The marriage was fruitful and a happy one, although there is a hint in the record of some religious difference upon which one would like to dwell if the subject were not too esoteric for this generation. The minister showed a certain indulgence, and so long as his wife lived he never employed the paraphrases in the solemn worship of the sanctuary. She was a woman of provident mind. Shortly after they were married he made the discovery that she had prepared the grave clothes for him as well as for herself. Too soon, after only eight years, it was her fate to be shrouded in them. After her death--probably because of her death--John Eckford emigrated to Canada.
To one who knows the early days in Canada there is nothing new in the story of this family. They landed in Montreal July 11th, 1851, forty-four days out from Glasgow. They proceeded by steamer to Hamilton, the fare being about a dollar for each passenger. The next stage was to Guelph; then on to Durham, and finally they came to the end of their journeying near Walkerton in Bruce County in the primeval forest, from which they cut out a home for themselves and for their children.

========================================

* _Exercise tasks_:
1. Duplicate everything in the Eckford family passage from "The marriage was" down to "emigrated to Canada.".
2. Answer these from the Eckford family passage:
(a) After how many years of marriage did the minister's wife die?
(b) On what date did the family land in Montreal?
(c) About how much was the steamer fare to Hamilton for each passenger?

* _Entries provided_:
========================================

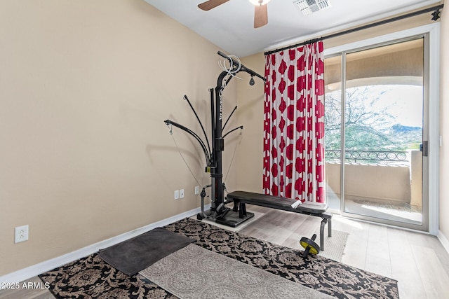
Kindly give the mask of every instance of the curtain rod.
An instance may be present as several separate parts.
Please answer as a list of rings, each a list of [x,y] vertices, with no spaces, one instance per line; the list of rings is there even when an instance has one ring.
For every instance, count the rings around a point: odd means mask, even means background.
[[[398,21],[399,20],[406,19],[408,18],[414,17],[418,15],[422,15],[423,13],[429,13],[432,11],[434,11],[434,13],[432,13],[432,16],[433,16],[432,20],[434,21],[436,21],[438,19],[440,18],[440,9],[443,8],[443,6],[444,6],[444,4],[440,4],[436,6],[429,7],[428,8],[425,8],[421,11],[414,11],[413,13],[407,13],[406,15],[402,15],[397,17],[391,18],[391,19],[383,20],[382,21],[375,22],[374,23],[371,23],[366,25],[363,25],[356,28],[350,29],[348,30],[342,31],[341,32],[337,32],[332,34],[326,35],[318,39],[309,39],[308,41],[303,41],[300,43],[295,43],[294,45],[288,46],[286,47],[281,48],[273,50],[271,51],[267,51],[267,52],[265,52],[264,54],[265,55],[269,55],[270,54],[276,53],[277,52],[281,52],[284,50],[291,49],[292,48],[299,47],[300,46],[307,45],[309,43],[314,43],[318,41],[322,41],[323,39],[332,39],[333,37],[340,36],[340,35],[344,35],[349,33],[356,32],[363,30],[366,29],[374,27],[376,26],[383,25],[384,24],[387,24],[391,22]]]

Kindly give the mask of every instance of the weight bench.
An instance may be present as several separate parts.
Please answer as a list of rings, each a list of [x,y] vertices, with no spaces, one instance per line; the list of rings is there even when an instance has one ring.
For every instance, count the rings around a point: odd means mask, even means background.
[[[234,201],[234,211],[239,211],[239,217],[246,216],[245,204],[265,207],[294,213],[321,217],[320,227],[320,248],[324,250],[324,226],[328,223],[328,235],[332,237],[332,214],[326,212],[328,205],[325,203],[305,202],[278,196],[253,193],[246,191],[234,191],[227,195],[228,198]]]

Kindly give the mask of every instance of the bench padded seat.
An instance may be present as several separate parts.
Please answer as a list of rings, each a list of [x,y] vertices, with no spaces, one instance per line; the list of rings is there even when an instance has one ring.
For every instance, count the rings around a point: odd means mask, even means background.
[[[318,215],[324,213],[328,209],[328,204],[325,203],[305,202],[295,207],[299,203],[296,200],[254,193],[253,192],[234,191],[229,193],[227,197],[245,204],[255,204],[256,206],[266,207],[295,213]]]

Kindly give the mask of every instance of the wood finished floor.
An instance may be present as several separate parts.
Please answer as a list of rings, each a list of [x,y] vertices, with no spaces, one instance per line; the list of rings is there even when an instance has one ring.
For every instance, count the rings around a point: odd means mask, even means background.
[[[300,236],[311,236],[320,225],[318,217],[261,207],[248,209],[264,215],[239,232],[279,245],[300,249]],[[349,234],[342,262],[398,280],[401,299],[449,299],[449,253],[436,237],[337,216],[333,229]],[[0,291],[0,298],[53,298],[47,290]]]

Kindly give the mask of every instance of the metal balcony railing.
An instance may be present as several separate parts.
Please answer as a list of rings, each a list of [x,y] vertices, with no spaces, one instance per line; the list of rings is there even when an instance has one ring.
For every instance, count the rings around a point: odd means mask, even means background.
[[[342,151],[340,149],[325,150],[327,162],[340,162]],[[373,164],[406,164],[408,162],[407,151],[345,151],[346,162],[363,162]]]

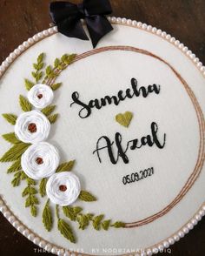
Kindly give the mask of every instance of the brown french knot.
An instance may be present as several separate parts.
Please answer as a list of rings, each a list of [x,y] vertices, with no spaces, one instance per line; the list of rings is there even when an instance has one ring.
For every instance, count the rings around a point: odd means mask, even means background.
[[[28,125],[28,130],[30,131],[30,132],[34,133],[36,132],[37,131],[37,127],[36,125],[34,123],[31,123]]]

========================================

* _Task-by-task outputs_:
1.
The marriage was fruitful and a happy one, although there is a hint in the record of some religious difference upon which one would like to dwell if the subject were not too esoteric for this generation. The minister showed a certain indulgence, and so long as his wife lived he never employed the paraphrases in the solemn worship of the sanctuary. She was a woman of provident mind. Shortly after they were married he made the discovery that she had prepared the grave clothes for him as well as for herself. Too soon, after only eight years, it was her fate to be shrouded in them. After her death--probably because of her death--John Eckford emigrated to Canada.

2.
(a) Eight years.
(b) July 11th, 1851.
(c) About a dollar.